O que fazer: Copie todas as linhas abaixo sem alterar nada, mas deixe as imagens de fora.

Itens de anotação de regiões
------------------------------------------------

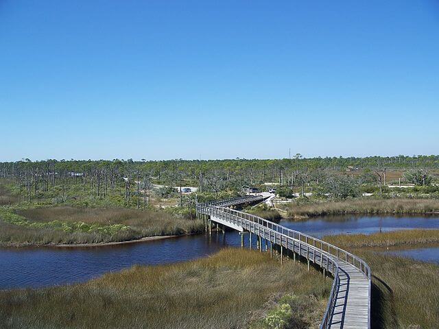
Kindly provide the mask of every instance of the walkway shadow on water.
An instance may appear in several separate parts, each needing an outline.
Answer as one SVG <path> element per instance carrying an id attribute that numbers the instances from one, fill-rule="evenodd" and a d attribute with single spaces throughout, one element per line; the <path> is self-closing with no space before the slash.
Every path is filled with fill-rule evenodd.
<path id="1" fill-rule="evenodd" d="M 394 309 L 393 291 L 379 278 L 372 276 L 371 321 L 372 329 L 399 328 Z"/>

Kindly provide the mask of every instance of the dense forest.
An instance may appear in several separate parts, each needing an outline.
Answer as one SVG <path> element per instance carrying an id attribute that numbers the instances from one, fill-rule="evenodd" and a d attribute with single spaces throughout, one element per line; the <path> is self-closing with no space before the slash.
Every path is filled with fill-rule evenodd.
<path id="1" fill-rule="evenodd" d="M 296 188 L 302 193 L 309 186 L 326 186 L 322 191 L 327 192 L 332 186 L 337 190 L 332 191 L 334 194 L 343 197 L 357 193 L 353 188 L 356 183 L 369 189 L 375 186 L 382 193 L 386 184 L 392 179 L 395 182 L 396 176 L 388 177 L 391 171 L 405 173 L 400 175 L 403 182 L 425 186 L 435 181 L 438 169 L 439 156 L 304 158 L 297 154 L 279 160 L 161 161 L 24 159 L 1 162 L 0 178 L 16 183 L 16 194 L 22 201 L 34 199 L 38 202 L 51 188 L 58 188 L 64 197 L 69 186 L 82 184 L 88 186 L 95 199 L 121 190 L 130 202 L 132 195 L 149 195 L 153 184 L 197 186 L 200 193 L 216 196 L 223 191 L 239 191 L 243 186 L 261 187 L 264 184 Z M 138 206 L 139 200 L 138 197 Z"/>

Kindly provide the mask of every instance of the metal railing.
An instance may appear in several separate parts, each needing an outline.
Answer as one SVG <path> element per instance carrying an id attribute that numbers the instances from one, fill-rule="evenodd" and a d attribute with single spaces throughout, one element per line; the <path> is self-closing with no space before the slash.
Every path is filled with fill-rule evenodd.
<path id="1" fill-rule="evenodd" d="M 259 195 L 258 197 L 262 197 Z M 237 202 L 239 201 L 241 203 L 250 202 L 251 197 L 243 197 L 219 202 L 199 204 L 197 205 L 197 212 L 216 217 L 235 226 L 241 226 L 244 230 L 257 234 L 272 243 L 284 246 L 294 252 L 298 250 L 298 254 L 306 257 L 313 263 L 318 264 L 320 267 L 331 273 L 334 276 L 334 280 L 324 316 L 320 325 L 321 329 L 328 328 L 330 326 L 331 319 L 335 306 L 337 291 L 340 284 L 340 267 L 336 260 L 343 260 L 354 266 L 363 273 L 369 280 L 368 328 L 370 328 L 370 280 L 372 275 L 368 264 L 359 257 L 319 239 L 285 228 L 254 215 L 224 208 L 230 205 L 239 204 Z"/>

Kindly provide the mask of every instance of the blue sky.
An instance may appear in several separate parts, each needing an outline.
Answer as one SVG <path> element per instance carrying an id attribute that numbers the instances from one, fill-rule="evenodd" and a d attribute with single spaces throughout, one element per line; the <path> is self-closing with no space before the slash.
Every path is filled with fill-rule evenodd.
<path id="1" fill-rule="evenodd" d="M 439 154 L 439 2 L 0 0 L 0 160 Z"/>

------------------------------------------------

Resposta esperada:
Kindly provide the mask of every instance of the walkway shadow on water.
An instance may appear in several separate parts, each needing an outline.
Answer as one SVG <path> element per instance carrying an id attribute that numbers the instances from one, fill-rule="evenodd" and a d attribute with single spaces throughout, one element per line; the <path> is self-closing with no space before the slash.
Every path is filled with fill-rule evenodd.
<path id="1" fill-rule="evenodd" d="M 394 309 L 393 291 L 379 278 L 372 276 L 371 321 L 372 329 L 399 328 Z"/>

Kindly provide the mask of every instance of the dense forest.
An instance may appear in several separate parts, each needing an outline.
Answer as one SVG <path> element per instance carrying an id attribute that numbers the instances from one, fill-rule="evenodd" and a d attribute with single spaces throughout, one element per line; the <path> is self-closing with no space before the slash.
Every path is filled with fill-rule evenodd.
<path id="1" fill-rule="evenodd" d="M 296 188 L 302 193 L 309 186 L 326 186 L 322 191 L 327 192 L 332 186 L 337 190 L 332 191 L 334 194 L 343 197 L 357 193 L 353 188 L 356 183 L 369 189 L 375 186 L 382 193 L 386 184 L 392 179 L 395 182 L 396 176 L 388 177 L 391 171 L 405 173 L 400 175 L 403 182 L 425 186 L 435 181 L 438 169 L 439 156 L 304 158 L 297 154 L 279 160 L 161 161 L 24 159 L 1 162 L 0 178 L 16 183 L 16 194 L 22 201 L 34 199 L 38 202 L 51 188 L 58 188 L 64 197 L 69 186 L 82 184 L 88 186 L 95 199 L 121 190 L 130 202 L 132 195 L 149 195 L 153 184 L 197 186 L 200 193 L 216 196 L 223 191 L 239 191 L 243 186 L 261 187 L 264 184 Z M 138 206 L 139 200 L 138 197 Z"/>

Kindly provide the mask of every instance of the metal railing.
An instance may appear in several separate parts, each needing an outline.
Answer as one SVG <path> element per instance carrying an id attribute that numbers the instances from one, fill-rule="evenodd" and a d attribute with single spaces throughout, one element per line; the <path> is self-closing with no space before the slash.
Every path is filled with fill-rule evenodd.
<path id="1" fill-rule="evenodd" d="M 259 195 L 258 197 L 262 197 Z M 237 202 L 239 201 L 241 203 L 250 202 L 251 197 L 243 197 L 219 202 L 199 204 L 197 205 L 197 212 L 216 217 L 235 226 L 241 226 L 244 230 L 257 234 L 272 243 L 284 246 L 294 252 L 298 250 L 298 254 L 306 257 L 313 263 L 318 264 L 320 267 L 331 273 L 334 276 L 334 280 L 324 316 L 320 325 L 321 329 L 328 328 L 330 326 L 331 319 L 335 306 L 337 291 L 340 284 L 340 267 L 336 260 L 343 260 L 354 266 L 363 273 L 369 280 L 368 328 L 370 328 L 370 280 L 372 275 L 368 264 L 359 257 L 319 239 L 285 228 L 254 215 L 224 208 L 230 205 L 239 204 Z"/>

Kindly provide the mask of every instance of the blue sky.
An instance may appear in several separate parts, each needing an outline.
Answer as one SVG <path> element per instance carrying an id attribute that numbers the instances from one, fill-rule="evenodd" and a d attribute with single spaces throughout, one element per line; the <path> is self-closing with no space before the slash.
Every path is filled with fill-rule evenodd.
<path id="1" fill-rule="evenodd" d="M 439 154 L 439 2 L 0 0 L 0 160 Z"/>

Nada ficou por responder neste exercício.